The vignettes that follow taught me how to become a more embodied person. In my heart, I’ve never wanted to be a mere scholar who lives in her head. I wanted the body-mind-spirit integration, this kabuuan ng Loob, so I could walk about this earth secure in my sense of belonging to a Home. I give you the small stories and I want to string them like sampaguita buds here, nuggets of memory that have returned with the lessons that they’ve taught me.

Beauty

            Please! Allow us to express our Beauty! I hear her voice in my head still. The woman elder from a Manobo tribe spoke from her heart as she addressed a small group of teachers from California who came to hear her share the struggles of her indigenous community.

            I remember being struck by her choice of the concept of Beauty. She could have asked for Justice, or Peace, or Freedom but no, it was Beauty that she claimed. I remember being rendered speechless and awestruck as I let this sink into my body. The indigenous woman knows this sacred Beauty. In a world where this Beauty has been marred and scarred by capitalist greed, she is making her voice heard: Please allow us to express our Beauty!
           
I’ve re-told this story to various groups of audiences since then. I tell it to honor the voice of the indigenous woman elder. I tell it to claim my own re-connection to my indigenous spirit. I tell it to re-claim the Beauty of my people. I have stepped into the river of Memory where this Beauty can be remembered through the oral and literate traditions of indigenous peoples – the myths, stories, dances, songs, chants, weavings – all of which are still alive and powerful when reclaimed by those of us who have awakened to the nightmare of modernity.

The Nun

            Sister Rose, a Bagobo, spoke softly and emotionally as the daughter of a Bagobo datu (Duhay Lungsod). She cried as she recalled for us how she saw her father struggle to preserve indigenous culture amidst colonial pressure to become civilized and Christianized. Now as a Catholic Nun she has come to embrace her indigeneity and now also works alongside indigenous peoples’ advocates.

            So one can be indigenous and be a Christian, I thought to myself.  I pondered what my own story would have been if I had learned about my own Kapampangan indigenous roots alongside my Protestant upbringing. How different it would have been! Now Karl Gaspar has written a book, Mystic Wanderers in the Land of Perpetual Departures, where he calls on Catholic devotees to reclaim their  Filipino indigenous values and spirituality in order to become good Catholics who can affect social transformation.

            This gives me hope.

Roadside Sign

            Children waving. Please wave back.
            So we did.
            We saw this sign from a jeepney on our way to Malagos. The uniformed children were walking home. They waved to us and we waved back.

            I thought about the many folks in the U.S., who are baffled when they see smiling children in poor countries. How can they be so happy when they are so poor? they ask. I hear this often in my classrooms from white suburban students whose education has taught them to see the world in “us versus them.” In one of my exasperated moments, this poem came to me:

the child who appears in your photographs infomercials and youtube videos
so that you can appeal to your funders' sense of do-gooding
for the poor of the world

was she born thinking she is poor?

- [Source data]
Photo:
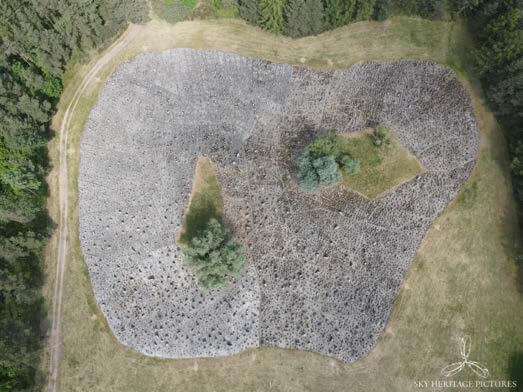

- [Set problem A] Retype the part of the vignettes essay that opens with the words containing "Please! Allow us" and closes with "Please allow us to express our Beauty!".
- [Set problem B] In the vignettes essay, what is the title of Karl Gaspar's book?
- [Set problem C] Carry on the vignettes essay from the point where it stops.

- [Task answer A]
Please! Allow us to express our Beauty! I hear her voice in my head still. The woman elder from a Manobo tribe spoke from her heart as she addressed a small group of teachers from California who came to hear her share the struggles of her indigenous community.

            I remember being struck by her choice of the concept of Beauty. She could have asked for Justice, or Peace, or Freedom but no, it was Beauty that she claimed. I remember being rendered speechless and awestruck as I let this sink into my body. The indigenous woman knows this sacred Beauty. In a world where this Beauty has been marred and scarred by capitalist greed, she is making her voice heard: Please allow us to express our Beauty!

- [Task answer B] Mystic Wanderers in the Land of Perpetual Departures

- [Task answer C]
who impoverished her?
who stole her country?

you say that the poor barrio folks are primitive
left behind by progress
so they need you and your aid

and yet you do not say why the poor makes you feel good
why their smiles and gestures of kindness
warms your heart. makes you feel human.
why do you need the poor this way?
your tears do not fool me.

Bai Diwa Ofong

She looked just like my grandmother, my Impo - the one that, as a child, I never got to know very well because she lived in the city and we lived in the province. In Lake Sebu, I sat with Bai Diwa Ofong with two other Fulbright teachers, and Jenita, a young lumad scholar and community leader, as translator. At first, Bai cried and apologized for not speaking any other language than Tiboli, for not having anything to give us because she is poor. She said that our visit gives her hope because we are teachers, because we can reach children. She appreciated our respect and interest in the community. We cried and hugged and cried some more -- as if we have been touched by the recognition of our primordial ties to each other in this ancient land.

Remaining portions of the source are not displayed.